*DATA FOR THIS EXERCISE*.
◆ ◆ ◆ ◆
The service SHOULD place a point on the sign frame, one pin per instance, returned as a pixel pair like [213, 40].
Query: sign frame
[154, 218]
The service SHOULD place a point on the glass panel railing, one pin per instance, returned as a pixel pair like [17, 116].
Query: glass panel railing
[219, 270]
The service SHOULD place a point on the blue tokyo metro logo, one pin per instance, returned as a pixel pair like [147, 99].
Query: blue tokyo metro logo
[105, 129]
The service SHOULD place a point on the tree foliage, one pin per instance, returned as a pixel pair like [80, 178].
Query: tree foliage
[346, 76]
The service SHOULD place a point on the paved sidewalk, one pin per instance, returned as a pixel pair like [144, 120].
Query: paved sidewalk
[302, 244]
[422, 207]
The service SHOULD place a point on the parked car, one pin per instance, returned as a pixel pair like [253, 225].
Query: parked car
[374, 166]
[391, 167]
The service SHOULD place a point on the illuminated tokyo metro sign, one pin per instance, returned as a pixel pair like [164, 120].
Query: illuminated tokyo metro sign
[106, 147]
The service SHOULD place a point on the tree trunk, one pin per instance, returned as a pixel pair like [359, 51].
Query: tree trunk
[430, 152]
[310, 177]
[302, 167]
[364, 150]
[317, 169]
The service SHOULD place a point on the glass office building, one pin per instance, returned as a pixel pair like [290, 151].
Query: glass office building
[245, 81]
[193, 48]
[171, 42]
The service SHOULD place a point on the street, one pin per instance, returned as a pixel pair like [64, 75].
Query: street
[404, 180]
◆ ◆ ◆ ◆
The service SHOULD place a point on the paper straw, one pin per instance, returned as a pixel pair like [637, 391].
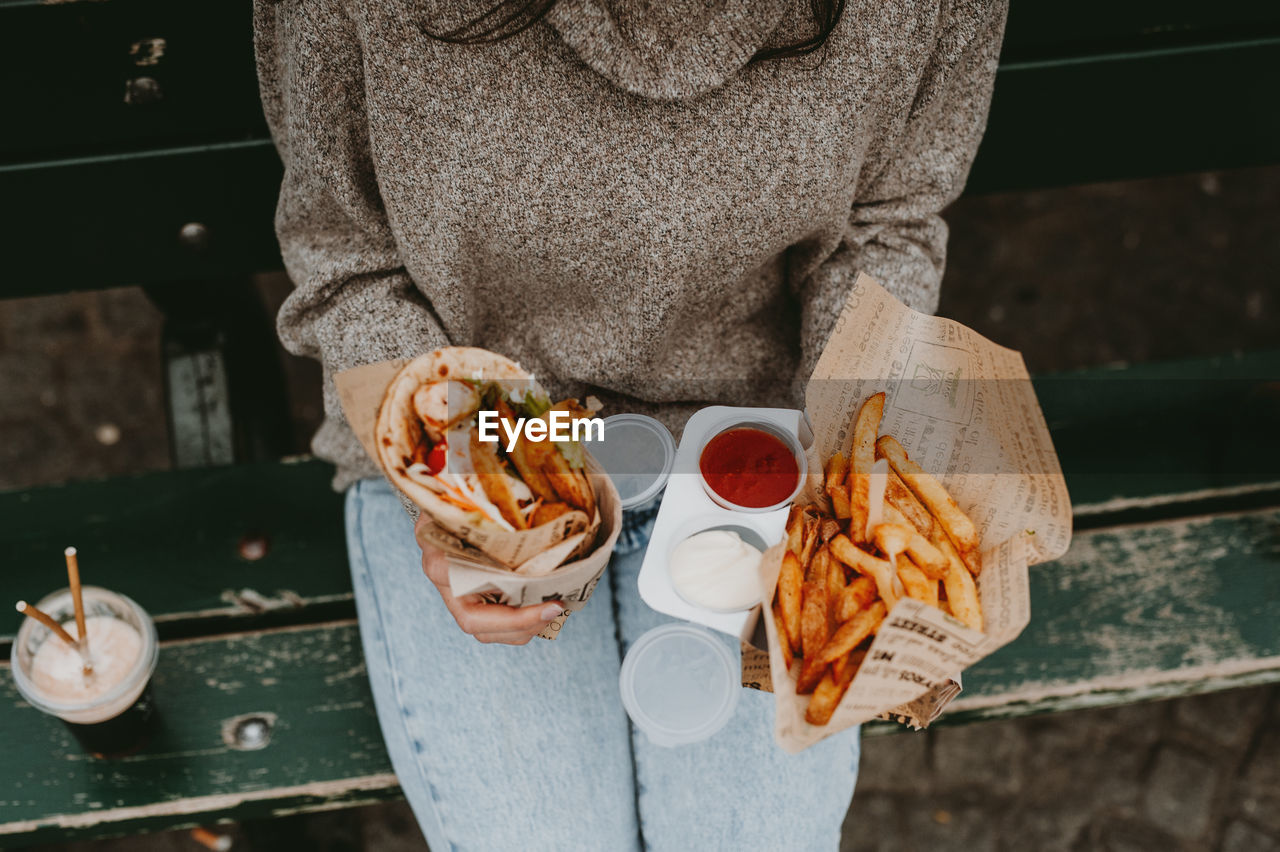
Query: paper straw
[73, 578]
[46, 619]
◆ ◆ ◆ ◆
Please state how many lines in the entries above contain the string "panel", giving only the number.

2